[Recorded data]
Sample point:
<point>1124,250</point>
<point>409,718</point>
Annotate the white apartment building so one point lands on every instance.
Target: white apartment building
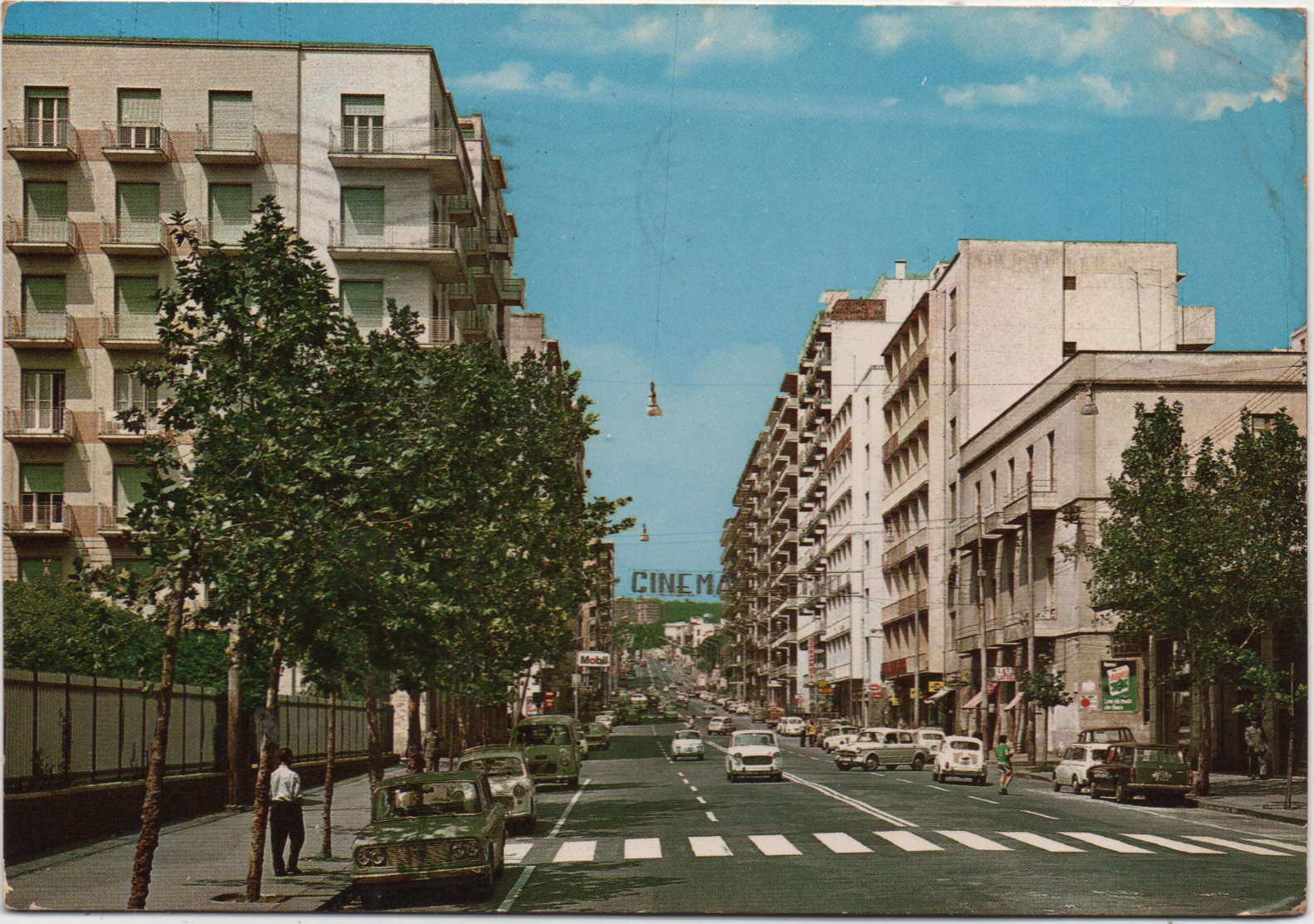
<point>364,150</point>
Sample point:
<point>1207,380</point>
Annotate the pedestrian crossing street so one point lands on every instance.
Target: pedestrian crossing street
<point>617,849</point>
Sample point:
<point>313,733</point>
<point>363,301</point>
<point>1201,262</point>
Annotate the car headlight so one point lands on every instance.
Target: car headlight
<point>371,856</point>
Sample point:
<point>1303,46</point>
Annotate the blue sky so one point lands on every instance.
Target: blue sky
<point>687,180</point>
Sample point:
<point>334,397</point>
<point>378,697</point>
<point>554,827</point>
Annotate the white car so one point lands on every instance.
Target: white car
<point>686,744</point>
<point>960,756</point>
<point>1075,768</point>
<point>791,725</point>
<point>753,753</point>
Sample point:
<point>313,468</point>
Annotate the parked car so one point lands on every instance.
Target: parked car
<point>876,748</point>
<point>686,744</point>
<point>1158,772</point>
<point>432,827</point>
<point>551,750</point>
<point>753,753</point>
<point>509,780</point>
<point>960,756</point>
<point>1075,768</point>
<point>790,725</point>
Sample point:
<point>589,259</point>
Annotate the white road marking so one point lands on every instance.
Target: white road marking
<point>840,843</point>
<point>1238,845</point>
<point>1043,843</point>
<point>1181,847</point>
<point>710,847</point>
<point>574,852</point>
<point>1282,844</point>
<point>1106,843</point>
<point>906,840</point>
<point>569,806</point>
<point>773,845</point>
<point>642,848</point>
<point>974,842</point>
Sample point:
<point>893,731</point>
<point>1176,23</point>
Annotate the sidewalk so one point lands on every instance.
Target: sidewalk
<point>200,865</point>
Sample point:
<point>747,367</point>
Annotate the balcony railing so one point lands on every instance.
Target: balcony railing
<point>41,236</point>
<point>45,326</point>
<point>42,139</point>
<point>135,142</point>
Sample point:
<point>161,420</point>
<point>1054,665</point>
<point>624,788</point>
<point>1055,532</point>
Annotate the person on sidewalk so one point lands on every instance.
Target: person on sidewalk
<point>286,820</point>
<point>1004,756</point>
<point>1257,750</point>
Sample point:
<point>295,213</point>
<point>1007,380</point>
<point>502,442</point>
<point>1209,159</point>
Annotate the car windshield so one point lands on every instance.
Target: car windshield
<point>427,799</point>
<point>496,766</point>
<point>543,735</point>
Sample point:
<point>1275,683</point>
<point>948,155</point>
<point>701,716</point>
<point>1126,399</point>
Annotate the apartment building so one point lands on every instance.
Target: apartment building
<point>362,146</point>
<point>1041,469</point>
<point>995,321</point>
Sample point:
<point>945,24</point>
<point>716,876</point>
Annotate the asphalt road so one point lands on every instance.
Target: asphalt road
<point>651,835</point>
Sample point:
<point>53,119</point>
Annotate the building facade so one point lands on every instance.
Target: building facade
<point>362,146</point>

---

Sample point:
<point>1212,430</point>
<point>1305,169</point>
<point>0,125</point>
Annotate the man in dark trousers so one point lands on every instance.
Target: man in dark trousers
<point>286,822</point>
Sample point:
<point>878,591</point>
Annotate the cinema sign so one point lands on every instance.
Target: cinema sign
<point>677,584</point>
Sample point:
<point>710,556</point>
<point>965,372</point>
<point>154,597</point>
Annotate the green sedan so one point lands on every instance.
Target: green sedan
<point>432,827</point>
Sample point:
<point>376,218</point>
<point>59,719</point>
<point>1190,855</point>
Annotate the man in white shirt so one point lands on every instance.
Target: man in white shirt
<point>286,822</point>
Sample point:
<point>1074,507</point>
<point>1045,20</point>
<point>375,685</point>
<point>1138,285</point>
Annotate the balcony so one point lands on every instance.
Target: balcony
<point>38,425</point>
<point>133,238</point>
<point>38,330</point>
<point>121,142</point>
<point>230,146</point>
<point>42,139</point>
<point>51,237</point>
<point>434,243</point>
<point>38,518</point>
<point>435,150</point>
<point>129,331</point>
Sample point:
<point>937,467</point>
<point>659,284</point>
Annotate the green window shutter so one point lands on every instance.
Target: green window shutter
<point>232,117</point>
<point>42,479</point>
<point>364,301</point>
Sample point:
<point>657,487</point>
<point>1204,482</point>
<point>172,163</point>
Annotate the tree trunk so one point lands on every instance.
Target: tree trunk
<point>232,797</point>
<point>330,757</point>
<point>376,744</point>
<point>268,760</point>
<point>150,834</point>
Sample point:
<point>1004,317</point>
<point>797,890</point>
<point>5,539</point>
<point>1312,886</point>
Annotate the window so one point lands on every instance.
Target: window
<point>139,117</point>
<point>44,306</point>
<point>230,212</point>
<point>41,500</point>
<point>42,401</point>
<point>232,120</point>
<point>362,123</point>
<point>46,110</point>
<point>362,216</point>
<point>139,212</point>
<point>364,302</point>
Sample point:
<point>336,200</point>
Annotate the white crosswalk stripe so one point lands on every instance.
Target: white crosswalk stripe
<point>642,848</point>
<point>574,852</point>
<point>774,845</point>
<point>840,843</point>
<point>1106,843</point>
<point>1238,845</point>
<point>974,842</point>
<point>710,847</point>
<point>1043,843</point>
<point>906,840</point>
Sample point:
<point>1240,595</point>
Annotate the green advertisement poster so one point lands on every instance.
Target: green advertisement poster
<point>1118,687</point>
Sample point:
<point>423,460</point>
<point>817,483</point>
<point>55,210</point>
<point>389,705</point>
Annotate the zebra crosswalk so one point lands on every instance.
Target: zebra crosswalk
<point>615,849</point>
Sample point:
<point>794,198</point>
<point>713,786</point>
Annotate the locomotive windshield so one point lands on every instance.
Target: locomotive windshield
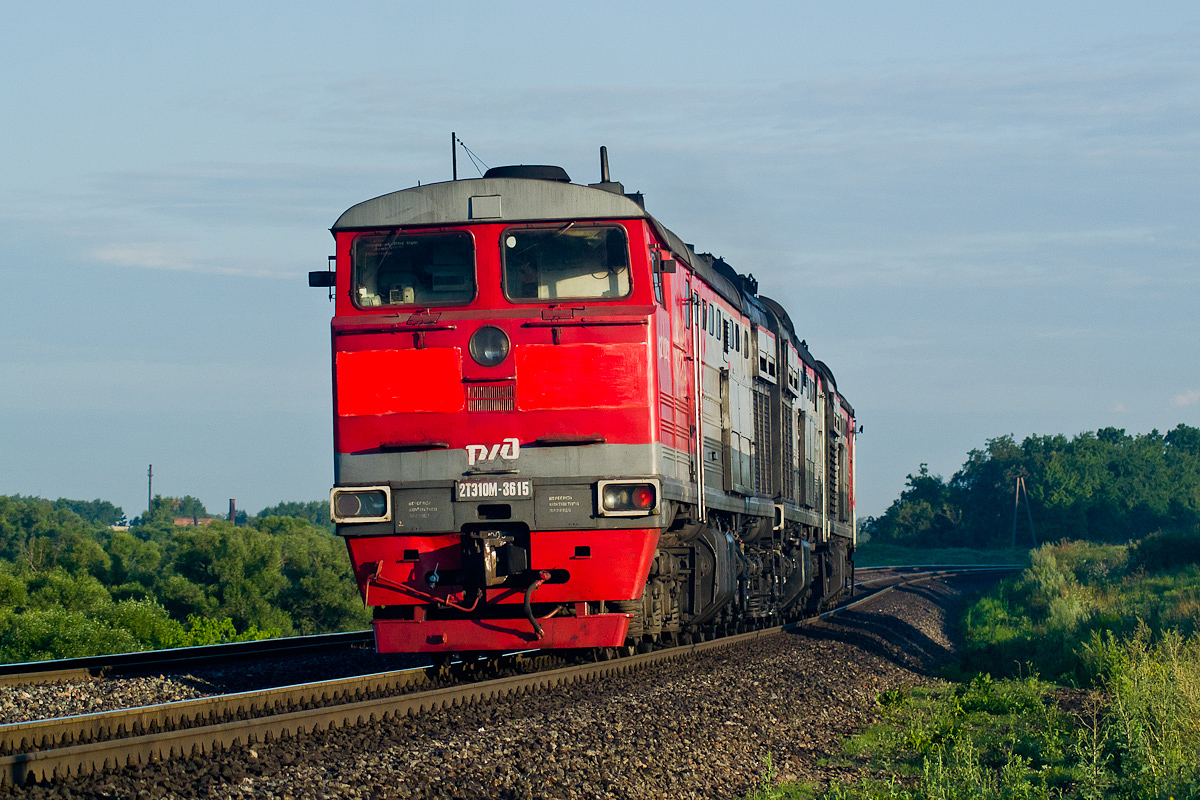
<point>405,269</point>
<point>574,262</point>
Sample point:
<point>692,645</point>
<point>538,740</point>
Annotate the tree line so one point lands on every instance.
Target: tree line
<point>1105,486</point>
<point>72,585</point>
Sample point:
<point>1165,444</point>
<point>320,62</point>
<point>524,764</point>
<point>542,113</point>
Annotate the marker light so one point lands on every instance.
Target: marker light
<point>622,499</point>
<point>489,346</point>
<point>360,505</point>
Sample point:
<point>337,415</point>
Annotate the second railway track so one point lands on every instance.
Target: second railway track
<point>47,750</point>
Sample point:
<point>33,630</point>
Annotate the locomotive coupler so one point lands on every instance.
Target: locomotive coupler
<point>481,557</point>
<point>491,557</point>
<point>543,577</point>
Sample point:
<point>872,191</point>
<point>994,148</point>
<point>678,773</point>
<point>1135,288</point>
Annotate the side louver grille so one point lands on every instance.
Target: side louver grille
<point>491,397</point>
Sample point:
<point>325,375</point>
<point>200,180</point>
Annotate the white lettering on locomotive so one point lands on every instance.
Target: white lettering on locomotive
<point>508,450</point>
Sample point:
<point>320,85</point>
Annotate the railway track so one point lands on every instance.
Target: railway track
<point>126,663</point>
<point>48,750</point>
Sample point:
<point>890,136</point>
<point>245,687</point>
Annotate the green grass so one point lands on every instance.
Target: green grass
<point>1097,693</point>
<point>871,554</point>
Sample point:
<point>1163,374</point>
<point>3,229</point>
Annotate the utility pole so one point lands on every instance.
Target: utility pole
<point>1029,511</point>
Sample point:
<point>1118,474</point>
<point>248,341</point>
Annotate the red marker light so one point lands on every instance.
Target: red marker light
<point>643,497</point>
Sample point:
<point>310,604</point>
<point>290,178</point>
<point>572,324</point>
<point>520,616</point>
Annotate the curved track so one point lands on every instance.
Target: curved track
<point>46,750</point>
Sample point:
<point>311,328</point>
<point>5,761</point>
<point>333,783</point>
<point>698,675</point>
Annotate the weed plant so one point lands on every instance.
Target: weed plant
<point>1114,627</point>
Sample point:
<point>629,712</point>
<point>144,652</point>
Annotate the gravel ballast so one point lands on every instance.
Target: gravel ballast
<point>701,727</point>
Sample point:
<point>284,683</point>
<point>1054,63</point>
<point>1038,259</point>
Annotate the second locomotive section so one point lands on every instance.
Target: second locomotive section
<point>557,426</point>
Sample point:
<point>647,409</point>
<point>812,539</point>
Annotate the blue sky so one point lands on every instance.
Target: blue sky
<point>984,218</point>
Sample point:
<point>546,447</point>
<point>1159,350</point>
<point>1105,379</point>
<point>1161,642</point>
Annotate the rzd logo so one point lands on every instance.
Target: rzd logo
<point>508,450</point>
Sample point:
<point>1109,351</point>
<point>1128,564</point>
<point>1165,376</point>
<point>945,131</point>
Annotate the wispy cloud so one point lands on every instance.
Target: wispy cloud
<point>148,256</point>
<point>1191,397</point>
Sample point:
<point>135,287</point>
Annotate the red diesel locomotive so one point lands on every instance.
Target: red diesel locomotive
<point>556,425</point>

Your assignment
All lines above between those holding "Annotate the balcony railing" and "Annotate the person", inclusive, must be set down unchanged, and no other line may be included.

Response to this exercise
Annotate the balcony railing so one point lands on every instance.
Target: balcony railing
<point>41,236</point>
<point>45,326</point>
<point>42,139</point>
<point>135,142</point>
Sample point:
<point>161,420</point>
<point>1054,665</point>
<point>624,788</point>
<point>1055,532</point>
Annotate the person on sidewalk so one point lands on every instance.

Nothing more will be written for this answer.